● TASK BRIEF
Your task is to copy the listing exactly, with the pictures left out.

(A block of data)
────────────────────────────────────────

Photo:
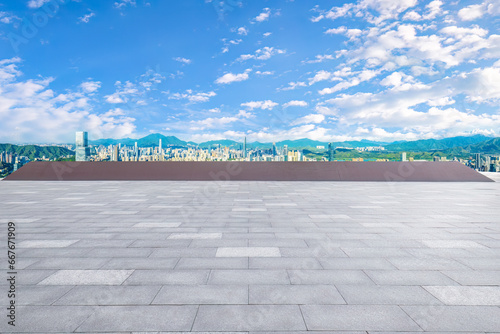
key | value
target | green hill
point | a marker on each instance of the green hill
(35, 151)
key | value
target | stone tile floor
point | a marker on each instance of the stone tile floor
(253, 257)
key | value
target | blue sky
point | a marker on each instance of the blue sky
(268, 70)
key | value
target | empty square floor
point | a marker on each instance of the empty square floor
(252, 257)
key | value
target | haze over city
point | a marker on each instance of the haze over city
(270, 71)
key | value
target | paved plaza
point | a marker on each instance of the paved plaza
(252, 257)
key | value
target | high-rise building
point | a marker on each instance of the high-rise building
(245, 148)
(82, 150)
(330, 152)
(478, 164)
(115, 153)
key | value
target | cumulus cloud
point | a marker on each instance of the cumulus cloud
(183, 60)
(90, 86)
(312, 118)
(268, 104)
(261, 54)
(230, 77)
(295, 103)
(264, 16)
(31, 111)
(86, 18)
(193, 97)
(34, 4)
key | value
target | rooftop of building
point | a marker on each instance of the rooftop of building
(253, 257)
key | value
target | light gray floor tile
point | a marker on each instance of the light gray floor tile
(294, 294)
(162, 277)
(140, 318)
(455, 318)
(202, 294)
(45, 243)
(248, 318)
(40, 295)
(249, 277)
(87, 277)
(328, 277)
(466, 295)
(212, 263)
(409, 277)
(248, 252)
(40, 319)
(357, 317)
(385, 295)
(475, 277)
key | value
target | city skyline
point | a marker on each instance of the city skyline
(376, 70)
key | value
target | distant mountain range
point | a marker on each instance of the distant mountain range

────────────────────────────────────────

● OUTPUT BELOW
Photo:
key | value
target | green hill
point | a marker on each instance of the green hill
(35, 151)
key | value
target | stone tile floor
point | a marker on each instance of the stone tile floor
(253, 257)
key | value
target | blue sky
point | a marker on each instance of the blue sky
(268, 70)
key | value
target | empty square floor
point | a marker on each instance of the empty square floor
(252, 257)
key | value
target | haze over city
point | a marker on each instance of the haze over city
(270, 71)
key | value
target | paved plaza
point | a marker on each instance of the paved plaza
(252, 257)
key | value
target | high-rise building
point | a marker on each instance of the high-rise building
(245, 148)
(82, 150)
(330, 152)
(478, 164)
(115, 153)
key | value
target | cumulus cloud
point | a marker on each instance of the cumulus cloud
(183, 60)
(90, 86)
(312, 118)
(268, 104)
(261, 54)
(230, 77)
(295, 103)
(264, 16)
(31, 111)
(86, 18)
(193, 97)
(34, 4)
key | value
target | rooftop of building
point | a marker on each instance of the rooftop of building
(253, 257)
key | value
target | light gray floor tile
point | a marker on each instance of the light gray floor tile
(294, 294)
(162, 277)
(140, 318)
(455, 318)
(202, 294)
(45, 243)
(248, 318)
(40, 295)
(249, 277)
(87, 277)
(328, 277)
(466, 295)
(212, 263)
(409, 277)
(248, 252)
(40, 319)
(357, 317)
(385, 295)
(475, 277)
key | value
target | city skyline
point | a marker on each instance of the city skyline
(376, 70)
key | value
target | distant mountain range
point | a marker on each instance of the distant mountain range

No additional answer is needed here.